Spring Ball: Day Seven

Though not yet halfway through spring practices, the action for Stanford Football moved Saturday to the stadium for its first full scrimmage. The defense was on top overall, though there were some offensive bright spots in both the running and receiving game. There was one startling surprise for the quarterbacks, though, which is rarely seen in college football.

Saturday's practice brought the team into the stadium for the first time this spring, for a full scrimmage with Pac-10 referees.  Overall, it was a hard-hitting affair where the defense owned the first half and the offense surged in the second half.  The key to the offensive rally was the running game, which ran harder and more effectively after "halftime."  In particular, I saw the playcalling give a heavy emphasis to running the ball when the offense was inside the 30-yardline.

Redshirt junior J.R. Lemon led the way for the running offense, running hard between the tackles but also making cutbacks and finding open green.  Lemon has been the #1 tailback all spring, but a darkhorse to watch may be sophomore David Marrero.  The speedster spent 2004 at wide receiver but has returned to his natural position in the offensive backfield, and he had a lot of touches on Saturday.  He is most highly valued by Cardinal fans because of his home run breakaway speed, but Marrero ran hard between the tackles in one of his more physical performances since he arrived on The Farm.  Marrero scored the offense's lone running touchdown on the day.

The other big story on offense was the job done by the tight ends.  They were probably the strongest position group on the offensive side of the ball, hitting their blocks and being productive in the passing game.  There are a meld of different body types, skills and strengths in this receiving corps, which were showcased well on Saturday.  The top two standout plays from the group came by redshirt sophomore Matt Traverso, who caught one long pass inside the 10-yardline and also scored one of the day's two receiving touchdowns.  The other passing score connected with sophomore Mark Bradford.

**Your instructions:**
Extract the passage from the spring practice report, starting with "Though not yet" and going on through "inside the 30-yardline.".

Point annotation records
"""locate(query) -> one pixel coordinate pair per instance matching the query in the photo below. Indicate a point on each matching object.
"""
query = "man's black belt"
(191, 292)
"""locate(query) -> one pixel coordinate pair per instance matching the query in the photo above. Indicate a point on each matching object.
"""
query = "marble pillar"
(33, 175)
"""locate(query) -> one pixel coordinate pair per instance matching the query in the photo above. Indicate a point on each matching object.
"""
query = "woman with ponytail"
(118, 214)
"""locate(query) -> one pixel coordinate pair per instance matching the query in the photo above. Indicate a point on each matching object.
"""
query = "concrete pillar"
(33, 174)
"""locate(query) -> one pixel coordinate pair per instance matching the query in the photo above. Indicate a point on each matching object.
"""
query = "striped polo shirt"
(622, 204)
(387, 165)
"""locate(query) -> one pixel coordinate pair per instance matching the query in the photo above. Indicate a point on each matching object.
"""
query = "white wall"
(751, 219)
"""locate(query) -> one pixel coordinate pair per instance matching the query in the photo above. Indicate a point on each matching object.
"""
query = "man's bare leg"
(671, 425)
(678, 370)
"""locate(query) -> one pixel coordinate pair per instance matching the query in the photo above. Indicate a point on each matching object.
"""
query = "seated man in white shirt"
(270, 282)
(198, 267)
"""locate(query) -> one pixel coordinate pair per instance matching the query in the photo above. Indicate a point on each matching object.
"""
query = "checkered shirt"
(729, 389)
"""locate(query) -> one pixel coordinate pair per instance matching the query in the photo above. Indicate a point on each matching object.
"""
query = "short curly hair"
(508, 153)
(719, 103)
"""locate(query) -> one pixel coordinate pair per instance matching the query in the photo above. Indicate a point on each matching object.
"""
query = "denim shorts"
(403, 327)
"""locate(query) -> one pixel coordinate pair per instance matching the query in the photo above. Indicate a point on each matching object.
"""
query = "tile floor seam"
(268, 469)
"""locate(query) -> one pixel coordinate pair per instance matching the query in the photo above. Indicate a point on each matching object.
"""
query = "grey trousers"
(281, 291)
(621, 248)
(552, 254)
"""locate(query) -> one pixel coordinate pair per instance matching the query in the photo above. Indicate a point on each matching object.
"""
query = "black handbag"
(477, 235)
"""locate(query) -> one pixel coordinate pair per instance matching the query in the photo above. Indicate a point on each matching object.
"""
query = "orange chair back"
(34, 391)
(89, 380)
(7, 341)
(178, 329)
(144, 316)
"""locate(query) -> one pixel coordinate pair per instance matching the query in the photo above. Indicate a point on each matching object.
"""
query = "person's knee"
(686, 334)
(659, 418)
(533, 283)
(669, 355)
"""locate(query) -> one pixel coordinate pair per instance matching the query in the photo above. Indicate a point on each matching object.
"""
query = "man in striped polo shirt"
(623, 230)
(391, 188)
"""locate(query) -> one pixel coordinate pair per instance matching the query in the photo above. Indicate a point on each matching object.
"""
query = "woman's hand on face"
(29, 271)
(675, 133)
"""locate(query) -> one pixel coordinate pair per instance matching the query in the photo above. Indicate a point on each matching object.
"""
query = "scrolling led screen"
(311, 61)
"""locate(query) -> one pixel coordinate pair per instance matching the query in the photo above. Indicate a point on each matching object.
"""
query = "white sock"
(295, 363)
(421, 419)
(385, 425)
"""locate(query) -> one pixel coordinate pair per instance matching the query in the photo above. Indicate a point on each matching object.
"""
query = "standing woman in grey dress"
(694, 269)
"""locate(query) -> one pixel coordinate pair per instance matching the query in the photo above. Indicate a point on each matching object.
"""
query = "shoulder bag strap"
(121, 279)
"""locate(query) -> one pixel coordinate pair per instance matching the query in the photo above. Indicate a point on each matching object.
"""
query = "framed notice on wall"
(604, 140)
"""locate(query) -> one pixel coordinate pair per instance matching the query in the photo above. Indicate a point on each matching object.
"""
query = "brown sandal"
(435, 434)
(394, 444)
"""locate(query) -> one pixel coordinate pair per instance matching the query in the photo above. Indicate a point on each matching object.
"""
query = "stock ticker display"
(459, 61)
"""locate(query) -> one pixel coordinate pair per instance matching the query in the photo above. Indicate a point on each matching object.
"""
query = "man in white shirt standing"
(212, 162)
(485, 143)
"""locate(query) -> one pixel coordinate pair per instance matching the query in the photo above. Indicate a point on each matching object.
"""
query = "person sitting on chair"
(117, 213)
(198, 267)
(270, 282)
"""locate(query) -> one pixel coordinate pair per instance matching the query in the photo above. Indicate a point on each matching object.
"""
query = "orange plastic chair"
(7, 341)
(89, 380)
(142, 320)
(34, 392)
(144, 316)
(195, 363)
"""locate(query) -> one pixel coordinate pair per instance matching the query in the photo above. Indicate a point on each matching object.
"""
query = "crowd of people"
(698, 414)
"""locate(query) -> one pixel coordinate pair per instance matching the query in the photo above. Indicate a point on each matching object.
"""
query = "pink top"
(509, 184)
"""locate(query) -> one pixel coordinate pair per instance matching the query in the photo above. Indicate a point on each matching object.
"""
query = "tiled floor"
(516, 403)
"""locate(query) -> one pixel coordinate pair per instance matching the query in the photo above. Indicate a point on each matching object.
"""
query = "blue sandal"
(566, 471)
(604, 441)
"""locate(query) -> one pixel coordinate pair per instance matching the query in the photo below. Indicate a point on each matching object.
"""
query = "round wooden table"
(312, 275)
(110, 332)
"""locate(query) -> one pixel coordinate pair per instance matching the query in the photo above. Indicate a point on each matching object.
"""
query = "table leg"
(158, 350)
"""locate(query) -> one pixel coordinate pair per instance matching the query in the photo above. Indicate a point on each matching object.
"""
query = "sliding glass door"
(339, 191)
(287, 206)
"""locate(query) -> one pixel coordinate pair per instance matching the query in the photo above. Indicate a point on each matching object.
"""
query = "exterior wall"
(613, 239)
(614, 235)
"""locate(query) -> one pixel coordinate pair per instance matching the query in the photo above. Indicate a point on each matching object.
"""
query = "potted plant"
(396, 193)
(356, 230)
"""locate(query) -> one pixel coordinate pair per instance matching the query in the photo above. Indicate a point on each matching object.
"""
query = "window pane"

**Response:**
Though not yet halfway through spring practices, the action for Stanford Football moved Saturday to the stadium for its first full scrimmage. The defense was on top overall, though there were some offensive bright spots in both the running and receiving game. There was one startling surprise for the quarterbacks, though, which is rarely seen in college football.

Saturday's practice brought the team into the stadium for the first time this spring, for a full scrimmage with Pac-10 referees.  Overall, it was a hard-hitting affair where the defense owned the first half and the offense surged in the second half.  The key to the offensive rally was the running game, which ran harder and more effectively after "halftime."  In particular, I saw the playcalling give a heavy emphasis to running the ball when the offense was inside the 30-yardline.